Love, Chosen: What The Queer Community Knows That the World’s Still Learning

· By Team PLEASE

What If Everything You’ve Been Taught About Love Is Too Small?

We’re taught to measure love in milestones: first kisses, anniversaries, and wedding bands. Love, we’re told, is linear. Two people (preferably one man, one woman), for as long as forever will allow. Everything else, friendships, casual flings, group chats, post-coital cuddles with people we’re not dating, is just noise. Background. Side characters in the main story.

But if you’ve spent time in queer community, the real, messy, beautiful queer community, you start to see how incomplete that story is.

Queer love explodes the idea that love has to look a certain way. Queer love, by necessity, by rebellion, by sheer creative force, makes space for connection that doesn’t fit into the neat boxes. And perhaps its most radical offering is the idea that intimacy doesn’t need to be sexual or romantic to be real, deep, or life-changing.

Why Queer People Had to Reimagine Family

For many queer people, family has never been a given. When your identity is questioned, erased, or rejected by your family of origin, you learn to build elsewhere. Not out of convenience, but survival. It’s not just a metaphor. People are kicked out, disowned, or silenced every day for loving the “wrong” person, having the “wrong” gender, or simply being too much for a world that sadly prefers its people quiet, straight, and simple.

In that space of abandonment, queer people created something powerful: chosen family.

The chosen family isn’t just a friend group. It’s your emergency contact. Your financial safety net. The one who brings you meds and pads when you’re sick. The people you co-parent pets with. The ones you’ll grow old beside, even if you never exchange vows.

This isn’t new. It’s a lineage. From ballroom houses to lesbian land collectives, queer folks have been doing this forever. In a world that tells you what you are isn’t enough — queer people love each other more.
□ □ □ □
Resume the essay on queer love and chosen family, picking up right after its last sentence.

[Position identification records]
□ □ □ □
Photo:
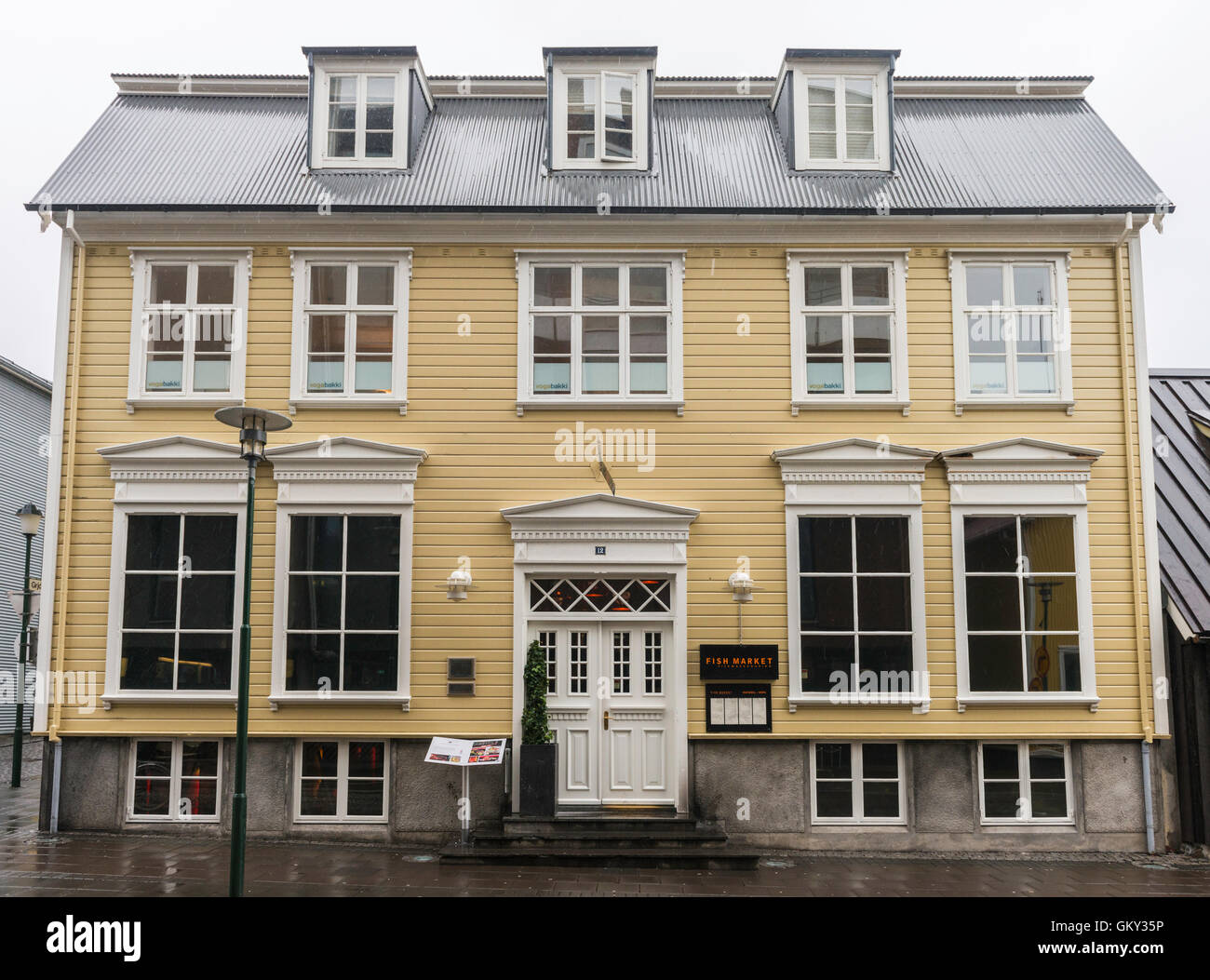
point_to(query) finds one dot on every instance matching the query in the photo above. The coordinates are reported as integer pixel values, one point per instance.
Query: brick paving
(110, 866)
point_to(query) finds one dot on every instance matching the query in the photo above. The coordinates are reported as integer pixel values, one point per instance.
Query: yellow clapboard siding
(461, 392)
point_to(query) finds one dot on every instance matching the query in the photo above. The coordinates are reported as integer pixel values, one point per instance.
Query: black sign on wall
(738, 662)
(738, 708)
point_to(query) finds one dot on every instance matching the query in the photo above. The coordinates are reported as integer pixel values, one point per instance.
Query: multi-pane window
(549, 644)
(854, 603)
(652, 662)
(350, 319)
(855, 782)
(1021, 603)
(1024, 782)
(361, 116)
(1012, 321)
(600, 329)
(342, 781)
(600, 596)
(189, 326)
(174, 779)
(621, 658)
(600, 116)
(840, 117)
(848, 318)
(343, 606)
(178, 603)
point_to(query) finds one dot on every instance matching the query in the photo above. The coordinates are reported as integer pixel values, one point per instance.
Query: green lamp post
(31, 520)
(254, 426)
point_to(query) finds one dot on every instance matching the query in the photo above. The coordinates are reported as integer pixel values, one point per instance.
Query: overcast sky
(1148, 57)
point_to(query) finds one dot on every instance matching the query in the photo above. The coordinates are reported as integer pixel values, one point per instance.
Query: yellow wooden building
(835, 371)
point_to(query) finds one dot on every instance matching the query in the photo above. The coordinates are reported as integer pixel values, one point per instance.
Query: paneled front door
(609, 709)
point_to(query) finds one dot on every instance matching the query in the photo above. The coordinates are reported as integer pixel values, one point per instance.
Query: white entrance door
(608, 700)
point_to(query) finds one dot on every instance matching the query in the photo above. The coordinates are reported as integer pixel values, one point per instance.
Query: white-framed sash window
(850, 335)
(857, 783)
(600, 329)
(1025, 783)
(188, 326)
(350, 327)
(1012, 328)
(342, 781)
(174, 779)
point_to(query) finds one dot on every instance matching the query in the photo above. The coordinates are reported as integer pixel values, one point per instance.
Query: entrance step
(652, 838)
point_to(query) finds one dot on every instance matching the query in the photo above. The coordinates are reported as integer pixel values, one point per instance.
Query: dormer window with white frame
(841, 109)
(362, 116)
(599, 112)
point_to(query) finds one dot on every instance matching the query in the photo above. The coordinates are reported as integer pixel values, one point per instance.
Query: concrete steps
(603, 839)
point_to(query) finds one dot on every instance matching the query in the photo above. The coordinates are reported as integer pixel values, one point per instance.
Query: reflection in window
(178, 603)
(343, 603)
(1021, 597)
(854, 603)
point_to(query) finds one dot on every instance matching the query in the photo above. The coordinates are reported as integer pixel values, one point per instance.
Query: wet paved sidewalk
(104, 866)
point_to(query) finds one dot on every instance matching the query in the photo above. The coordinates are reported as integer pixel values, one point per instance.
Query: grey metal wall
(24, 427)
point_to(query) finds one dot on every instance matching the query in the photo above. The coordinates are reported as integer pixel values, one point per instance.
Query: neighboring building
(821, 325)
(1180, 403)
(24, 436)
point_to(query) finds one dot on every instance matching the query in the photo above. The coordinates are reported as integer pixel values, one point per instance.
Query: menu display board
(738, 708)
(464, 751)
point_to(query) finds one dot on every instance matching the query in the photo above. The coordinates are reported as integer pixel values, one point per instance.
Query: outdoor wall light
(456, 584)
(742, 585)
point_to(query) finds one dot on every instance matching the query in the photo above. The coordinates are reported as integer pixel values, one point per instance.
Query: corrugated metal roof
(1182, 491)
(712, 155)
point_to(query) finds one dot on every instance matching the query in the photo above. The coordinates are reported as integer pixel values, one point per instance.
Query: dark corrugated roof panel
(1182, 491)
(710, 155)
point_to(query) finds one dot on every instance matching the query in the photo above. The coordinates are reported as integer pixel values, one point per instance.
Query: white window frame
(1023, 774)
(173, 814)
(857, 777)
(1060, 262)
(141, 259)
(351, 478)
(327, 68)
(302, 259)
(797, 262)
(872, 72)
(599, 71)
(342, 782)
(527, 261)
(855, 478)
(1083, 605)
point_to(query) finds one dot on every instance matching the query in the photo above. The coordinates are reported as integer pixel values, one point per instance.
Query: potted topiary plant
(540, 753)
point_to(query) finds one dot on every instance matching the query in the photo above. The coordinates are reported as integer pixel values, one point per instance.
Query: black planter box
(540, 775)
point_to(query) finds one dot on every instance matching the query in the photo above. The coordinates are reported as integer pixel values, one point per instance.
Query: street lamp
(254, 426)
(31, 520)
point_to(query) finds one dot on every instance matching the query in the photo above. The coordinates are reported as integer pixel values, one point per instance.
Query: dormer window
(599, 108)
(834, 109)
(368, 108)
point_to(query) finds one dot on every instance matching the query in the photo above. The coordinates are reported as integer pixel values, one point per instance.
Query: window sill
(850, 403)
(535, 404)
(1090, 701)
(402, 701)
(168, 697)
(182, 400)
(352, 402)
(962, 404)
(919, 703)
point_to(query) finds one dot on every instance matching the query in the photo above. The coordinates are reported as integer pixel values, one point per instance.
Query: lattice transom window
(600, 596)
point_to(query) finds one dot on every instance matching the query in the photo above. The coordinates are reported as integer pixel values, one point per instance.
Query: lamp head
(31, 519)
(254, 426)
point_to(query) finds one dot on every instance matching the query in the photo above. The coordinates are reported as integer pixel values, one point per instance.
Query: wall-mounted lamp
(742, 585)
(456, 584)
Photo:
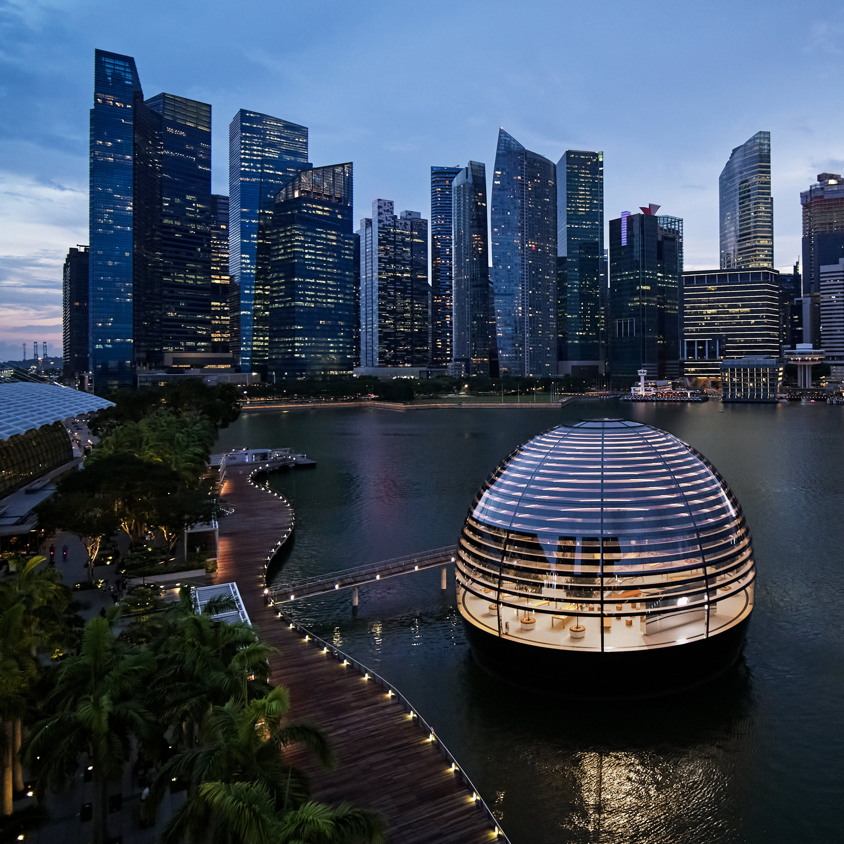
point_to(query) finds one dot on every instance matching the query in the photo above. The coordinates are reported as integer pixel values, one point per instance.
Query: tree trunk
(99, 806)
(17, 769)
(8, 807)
□ □ □ □
◆ ANSWER TO THIS EXERCISE ◆
Platonic Intimacy as Protest

We need to talk about how radical platonic intimacy is. Holding hands with a friend. Sleeping in the same bed with someone you’re not sleeping with. Saying I love you and meaning it, without the safety net of irony or emojis. These things shouldn’t feel subversive. But they are, especially in cultures where touch is policed, vulnerability is gendered, and “just friends” means distant, disposable.

But in queer circles, that intimacy is foundational. And it’s not a consolation prize for those not lucky enough to find “the one”, it is the one. Or one of many. Because love doesn’t have to be monogamous. Or romantic. Or owned. 

As Alok Vaid-Menon writes:

“I want a world where we can cuddle our friends, hold hands with strangers, and leave room in our lives for softness that isn’t sexual or romantic.”

That vision, one where softness isn’t suspect, where closeness isn’t proof of a “secret relationship,” where love is abundant and unapologetic, is queer liberation in action.

The Emotional Infrastructure Queer People Built

It’s not just about the aesthetics of affection. There’s an emotional depth to queer friendship and chosen family that’s architectural. Built with intention. Shaped by a shared understanding that the world outside may not get us — but in here, we do.

Queer platonic love holds space for breakups that aren’t bitter, for group dynamics that shift and flex, for care work that’s mutual, not transactional.

It’s the friend who knows your triggers. Who remembers your pronouns when your own mother won’t. Who brings lube and pads and chardonnay in the same tote bag. Who reads your silence like a book and still asks what you need.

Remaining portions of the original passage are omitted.